(Location identification entries)
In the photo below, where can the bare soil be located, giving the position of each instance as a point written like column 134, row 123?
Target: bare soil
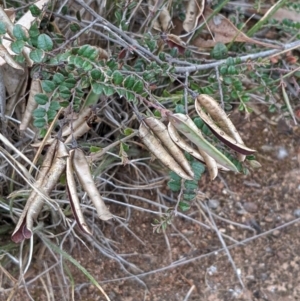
column 260, row 225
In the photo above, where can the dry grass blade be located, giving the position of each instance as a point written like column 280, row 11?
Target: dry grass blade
column 193, row 13
column 86, row 180
column 31, row 104
column 225, row 130
column 186, row 147
column 187, row 127
column 160, row 130
column 79, row 131
column 52, row 168
column 211, row 164
column 74, row 124
column 155, row 147
column 164, row 19
column 73, row 197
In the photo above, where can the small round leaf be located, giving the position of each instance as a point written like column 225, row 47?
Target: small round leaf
column 44, row 42
column 41, row 99
column 37, row 55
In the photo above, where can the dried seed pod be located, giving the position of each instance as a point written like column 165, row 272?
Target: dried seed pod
column 186, row 147
column 79, row 131
column 187, row 127
column 50, row 180
column 81, row 118
column 211, row 164
column 86, row 180
column 155, row 147
column 31, row 104
column 225, row 130
column 160, row 130
column 73, row 196
column 194, row 11
column 50, row 171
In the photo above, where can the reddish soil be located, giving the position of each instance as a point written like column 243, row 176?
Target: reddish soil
column 260, row 211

**WHAT IS NEEDED:** Output every line of the records above as a JSON list of strings, one string per line, with blank lines and the pictures omitted.

**FULL OUTPUT:**
[
  "In the photo below, where can the bare soil be located, giving the position of each instance as a point written like column 134, row 123?",
  "Target: bare soil",
  "column 260, row 225",
  "In the photo above, where can the dry grass blade be located, giving the position of each instance as a point written like column 280, row 11?",
  "Target: dry grass blade",
  "column 193, row 13",
  "column 86, row 180",
  "column 31, row 104",
  "column 225, row 130",
  "column 186, row 147",
  "column 187, row 127",
  "column 160, row 130",
  "column 79, row 131",
  "column 52, row 168",
  "column 211, row 164",
  "column 74, row 124",
  "column 155, row 147",
  "column 164, row 19",
  "column 73, row 197",
  "In the photo above, where can the small round leaf be located, giving the position of each instance as a point written like column 225, row 47?",
  "Target: small round leaf",
  "column 44, row 42",
  "column 41, row 99",
  "column 37, row 55",
  "In the photo above, where can the dried seed pod be located, giving the position of each instance as a point written like column 165, row 272?",
  "Target: dried seed pod",
  "column 186, row 147",
  "column 79, row 131",
  "column 187, row 127",
  "column 50, row 180",
  "column 81, row 118",
  "column 211, row 164",
  "column 86, row 180",
  "column 155, row 147",
  "column 31, row 104",
  "column 225, row 130",
  "column 160, row 130",
  "column 73, row 196",
  "column 194, row 11",
  "column 50, row 171",
  "In the photo above, where can the reddish soil be located, giving the position of each instance as a point written like column 243, row 176?",
  "Target: reddish soil",
  "column 260, row 211"
]